Archers get first shot at wild turkeys in Fargo

FARGO – By 6:15 a.m. Saturday, Brian Zastoupil was set up in his tree stand on a stretch of wooded property along the Red River in north Fargo watching, bow in hand, and waiting for sunrise.

He called it a “little slice of nirvana.”

Zastoupil was one of about 40 archers who had their first opportunity to hunt turkeys within Fargo city limits Saturday morning.

In June, the Fargo City Commission expanded the wildlife management program, which has provided for an urban deer hunt for several years, to also include turkeys.

Overall, opening weekend for the urban turkey hunt was not a huge draw for area hunters. Several of those eligible said they had not pursued turkeys within city limits this weekend, instead preferring North Dakota's pheasant opener or waiting for more favorable weather.

The in-town turkey season will run through sunset on Jan. 31.

The commission made the change after complaints about north Fargo neighborhoods being overrun by the birds last year.

North Dakota Game and Fish Department officials trapped 125 turkeys in Fargo last winter,

The city’s wildlife management program allows for 25 deer and 25 turkey permits along the Red River between 16th and 35th avenues north.

It also allows for 20 deer and 20 turkey permits in another area along the Red between 21st and 58th avenues south.

Allowing archers to hunt certain species is a “very effective tool when you have wildlife habitat in an urban environment,” said Randy Kreil, wildlife division chief for the state Game and Fish Department.

In North Dakota, there is also a turkey bow hunt in Bismarck and semi-urban hunt in Mandan at the U.S. Department of Agriculture Experiment Station, Kreil said.

A large population of wildlife within city limits can lead to other problems. For example, Kreil said a large population of mule deer in Rapid City, S.D., has attracted mountain lions into city limits.

Unlike many other cities, Fargo’s wildlife management program requires safety training for archers who want to participate.

Participants must also obtain a permit from the city and obtain a special archery license and tag from the state Game and Fish Department. They can hunt on private property within the designated regions, but must carry written permission from the property owner.

Fargo police Lt. Gene Anderson, who administered the safety program this summer, said there are fewer safety concerns with archers than with gun hunters.

At the end of the season in January, Anderson will collect surveys from those who participated about how many animals they saw and harvested.

That information can be used to track the success of the wildlife management program, which is up for renewal every year.

Zastoupil said the program is a good match between the city and responsible bow hunters. He likes to do his part to help control the deer and turkey population. The urban setting also has advantages.

“It’s a place to get out hunting, yet I don’t have to be that far from home,” he said.

Zastoupil became licensed to hunt for deer through the program in 2007 and has harvested about 10 deer since.

“I’m an opportunist,” he said before the hunt Saturday, hoping to take home a deer or a turkey.

He endured the wind and rain for a few hours in the tree, but didn’t harvest anything. He saw two deer, but it was too early in the morning to take a shot. He also spotted a buck, but the city only allows hunters to go after antlerless deer.

Archery, in general, he said is a “low odds thing, anyway.”

“I am not a trophy hunter,” he said. “I just enjoy being out in the wilds.”

◆ Extracted records ◆
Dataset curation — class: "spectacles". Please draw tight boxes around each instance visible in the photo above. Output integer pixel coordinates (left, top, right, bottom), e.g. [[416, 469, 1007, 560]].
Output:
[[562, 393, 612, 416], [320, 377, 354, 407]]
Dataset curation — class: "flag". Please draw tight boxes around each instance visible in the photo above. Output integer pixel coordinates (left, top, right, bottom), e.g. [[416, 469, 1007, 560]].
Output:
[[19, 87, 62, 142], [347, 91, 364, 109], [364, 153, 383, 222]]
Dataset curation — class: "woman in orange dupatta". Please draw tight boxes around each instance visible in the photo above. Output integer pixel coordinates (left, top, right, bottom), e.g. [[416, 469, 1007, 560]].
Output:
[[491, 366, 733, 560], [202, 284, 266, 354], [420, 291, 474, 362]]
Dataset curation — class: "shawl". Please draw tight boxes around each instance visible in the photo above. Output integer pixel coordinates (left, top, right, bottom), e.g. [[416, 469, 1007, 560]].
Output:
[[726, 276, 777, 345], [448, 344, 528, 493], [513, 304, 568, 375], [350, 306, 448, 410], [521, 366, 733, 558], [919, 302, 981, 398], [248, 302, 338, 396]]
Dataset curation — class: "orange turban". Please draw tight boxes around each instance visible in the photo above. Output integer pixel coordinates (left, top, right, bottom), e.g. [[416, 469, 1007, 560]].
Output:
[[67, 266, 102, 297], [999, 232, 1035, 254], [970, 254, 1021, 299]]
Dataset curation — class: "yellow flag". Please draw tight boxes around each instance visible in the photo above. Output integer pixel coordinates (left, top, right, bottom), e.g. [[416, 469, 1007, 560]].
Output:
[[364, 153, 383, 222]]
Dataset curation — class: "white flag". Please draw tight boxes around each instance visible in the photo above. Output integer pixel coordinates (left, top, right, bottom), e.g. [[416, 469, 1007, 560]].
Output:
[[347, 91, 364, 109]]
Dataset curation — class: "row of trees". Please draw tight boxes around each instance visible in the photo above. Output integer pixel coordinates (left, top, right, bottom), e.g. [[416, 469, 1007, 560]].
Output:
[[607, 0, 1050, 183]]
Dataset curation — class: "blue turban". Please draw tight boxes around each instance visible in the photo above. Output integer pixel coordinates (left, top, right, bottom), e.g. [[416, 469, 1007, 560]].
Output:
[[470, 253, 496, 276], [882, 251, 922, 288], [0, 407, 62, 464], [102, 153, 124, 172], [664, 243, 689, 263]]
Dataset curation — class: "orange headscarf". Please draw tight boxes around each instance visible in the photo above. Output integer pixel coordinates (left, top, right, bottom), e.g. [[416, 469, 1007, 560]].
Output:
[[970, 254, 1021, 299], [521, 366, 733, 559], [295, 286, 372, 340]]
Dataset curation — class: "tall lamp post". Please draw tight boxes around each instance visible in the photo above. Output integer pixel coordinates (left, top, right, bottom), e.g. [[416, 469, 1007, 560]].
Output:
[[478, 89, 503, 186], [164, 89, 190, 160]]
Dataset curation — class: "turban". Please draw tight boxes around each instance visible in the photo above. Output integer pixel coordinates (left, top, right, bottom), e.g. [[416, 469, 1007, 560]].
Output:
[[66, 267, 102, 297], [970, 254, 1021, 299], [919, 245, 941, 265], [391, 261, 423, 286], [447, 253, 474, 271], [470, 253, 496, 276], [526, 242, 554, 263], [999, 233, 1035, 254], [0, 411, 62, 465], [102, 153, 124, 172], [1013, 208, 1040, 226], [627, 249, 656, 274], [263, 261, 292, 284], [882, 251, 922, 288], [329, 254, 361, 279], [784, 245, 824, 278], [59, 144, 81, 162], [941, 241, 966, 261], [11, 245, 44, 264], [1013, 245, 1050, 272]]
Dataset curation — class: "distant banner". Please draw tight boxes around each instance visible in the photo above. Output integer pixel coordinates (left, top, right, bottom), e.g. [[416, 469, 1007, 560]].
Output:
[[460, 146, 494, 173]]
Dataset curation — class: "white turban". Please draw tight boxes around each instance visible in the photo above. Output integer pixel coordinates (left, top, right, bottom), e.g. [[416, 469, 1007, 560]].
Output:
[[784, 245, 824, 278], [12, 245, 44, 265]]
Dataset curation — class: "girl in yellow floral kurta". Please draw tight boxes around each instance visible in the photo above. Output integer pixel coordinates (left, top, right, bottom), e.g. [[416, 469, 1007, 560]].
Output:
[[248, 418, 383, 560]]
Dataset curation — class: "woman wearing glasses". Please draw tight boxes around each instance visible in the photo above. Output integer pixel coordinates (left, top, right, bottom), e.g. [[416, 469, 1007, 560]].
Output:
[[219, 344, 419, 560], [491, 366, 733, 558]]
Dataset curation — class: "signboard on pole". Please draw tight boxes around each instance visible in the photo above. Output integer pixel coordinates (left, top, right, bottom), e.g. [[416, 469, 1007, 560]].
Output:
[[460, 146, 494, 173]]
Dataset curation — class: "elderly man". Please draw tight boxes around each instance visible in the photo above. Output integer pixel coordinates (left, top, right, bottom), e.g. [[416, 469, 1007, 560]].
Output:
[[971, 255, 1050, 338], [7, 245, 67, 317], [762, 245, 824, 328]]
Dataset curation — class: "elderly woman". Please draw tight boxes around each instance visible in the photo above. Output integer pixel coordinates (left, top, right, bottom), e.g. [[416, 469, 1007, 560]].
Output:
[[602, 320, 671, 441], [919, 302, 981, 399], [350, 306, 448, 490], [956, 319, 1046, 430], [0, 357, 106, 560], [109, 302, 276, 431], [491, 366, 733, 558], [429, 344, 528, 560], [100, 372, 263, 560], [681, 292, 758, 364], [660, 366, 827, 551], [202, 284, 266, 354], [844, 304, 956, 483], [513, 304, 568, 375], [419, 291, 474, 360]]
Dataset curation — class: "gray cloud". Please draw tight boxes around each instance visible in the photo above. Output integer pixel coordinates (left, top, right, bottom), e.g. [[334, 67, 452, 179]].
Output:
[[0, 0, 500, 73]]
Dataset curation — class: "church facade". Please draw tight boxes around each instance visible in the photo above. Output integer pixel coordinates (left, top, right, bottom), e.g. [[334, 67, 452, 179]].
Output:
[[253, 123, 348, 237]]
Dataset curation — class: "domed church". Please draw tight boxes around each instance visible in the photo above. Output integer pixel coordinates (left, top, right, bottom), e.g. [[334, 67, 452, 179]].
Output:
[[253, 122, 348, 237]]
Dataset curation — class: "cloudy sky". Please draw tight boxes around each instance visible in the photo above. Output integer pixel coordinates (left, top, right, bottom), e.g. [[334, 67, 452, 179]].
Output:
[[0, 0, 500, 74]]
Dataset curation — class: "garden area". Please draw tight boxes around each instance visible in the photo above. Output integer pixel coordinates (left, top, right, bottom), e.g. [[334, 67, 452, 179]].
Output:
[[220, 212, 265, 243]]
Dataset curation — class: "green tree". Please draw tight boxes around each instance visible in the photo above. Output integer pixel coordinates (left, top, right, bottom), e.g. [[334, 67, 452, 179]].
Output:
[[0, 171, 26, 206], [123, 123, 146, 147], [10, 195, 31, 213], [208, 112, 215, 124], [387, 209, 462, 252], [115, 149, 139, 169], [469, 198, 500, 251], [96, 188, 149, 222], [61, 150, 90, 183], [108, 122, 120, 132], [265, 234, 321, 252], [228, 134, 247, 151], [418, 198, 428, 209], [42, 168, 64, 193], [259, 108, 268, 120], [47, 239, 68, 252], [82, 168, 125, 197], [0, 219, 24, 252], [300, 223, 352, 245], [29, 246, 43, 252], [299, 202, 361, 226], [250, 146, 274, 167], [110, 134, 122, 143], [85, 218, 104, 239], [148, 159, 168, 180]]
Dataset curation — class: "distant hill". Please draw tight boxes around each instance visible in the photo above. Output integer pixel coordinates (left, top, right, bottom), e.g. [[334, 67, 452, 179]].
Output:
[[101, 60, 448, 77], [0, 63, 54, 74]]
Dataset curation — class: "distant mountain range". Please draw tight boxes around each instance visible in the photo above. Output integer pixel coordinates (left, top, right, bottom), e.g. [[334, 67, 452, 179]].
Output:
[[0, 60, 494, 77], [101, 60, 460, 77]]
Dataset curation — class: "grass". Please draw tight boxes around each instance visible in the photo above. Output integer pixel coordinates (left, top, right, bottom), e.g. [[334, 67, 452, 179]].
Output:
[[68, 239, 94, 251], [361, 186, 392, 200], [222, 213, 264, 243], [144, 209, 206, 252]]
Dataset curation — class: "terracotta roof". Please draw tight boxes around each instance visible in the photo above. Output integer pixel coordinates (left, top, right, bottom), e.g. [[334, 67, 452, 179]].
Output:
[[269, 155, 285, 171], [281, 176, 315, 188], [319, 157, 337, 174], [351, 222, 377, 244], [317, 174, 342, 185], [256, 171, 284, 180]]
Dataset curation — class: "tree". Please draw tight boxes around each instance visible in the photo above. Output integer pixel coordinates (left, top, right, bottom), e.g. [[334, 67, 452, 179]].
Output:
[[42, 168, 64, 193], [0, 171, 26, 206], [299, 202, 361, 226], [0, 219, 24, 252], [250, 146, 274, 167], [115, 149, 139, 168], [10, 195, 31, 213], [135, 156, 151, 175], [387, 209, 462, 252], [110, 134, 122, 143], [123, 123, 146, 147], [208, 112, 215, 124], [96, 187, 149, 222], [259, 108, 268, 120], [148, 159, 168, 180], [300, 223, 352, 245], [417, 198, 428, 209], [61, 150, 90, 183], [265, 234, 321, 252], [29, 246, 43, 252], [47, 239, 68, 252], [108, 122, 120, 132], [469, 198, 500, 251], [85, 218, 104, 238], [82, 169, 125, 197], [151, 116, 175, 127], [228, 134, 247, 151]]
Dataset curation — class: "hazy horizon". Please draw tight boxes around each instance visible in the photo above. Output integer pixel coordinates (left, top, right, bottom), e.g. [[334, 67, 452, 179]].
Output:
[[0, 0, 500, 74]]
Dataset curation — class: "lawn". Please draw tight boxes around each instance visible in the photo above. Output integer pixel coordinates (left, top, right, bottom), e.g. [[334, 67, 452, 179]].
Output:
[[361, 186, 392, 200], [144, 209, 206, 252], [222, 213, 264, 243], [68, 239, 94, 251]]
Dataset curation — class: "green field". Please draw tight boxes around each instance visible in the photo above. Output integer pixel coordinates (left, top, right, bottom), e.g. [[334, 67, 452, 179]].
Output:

◆ Exercise 1 ◆
In the article on Fargo's urban turkey hunt, when does the in-town turkey season end?
◆ Exercise 2 ◆
Reproduce the stretch of the article on Fargo's urban turkey hunt from "FARGO – By 6:15" through "waiting for sunrise.".
Use only the article on Fargo's urban turkey hunt.

◆ Answer area 1 ◆
It runs through sunset on Jan. 31.

◆ Answer area 2 ◆
FARGO – By 6:15 a.m. Saturday, Brian Zastoupil was set up in his tree stand on a stretch of wooded property along the Red River in north Fargo watching, bow in hand, and waiting for sunrise.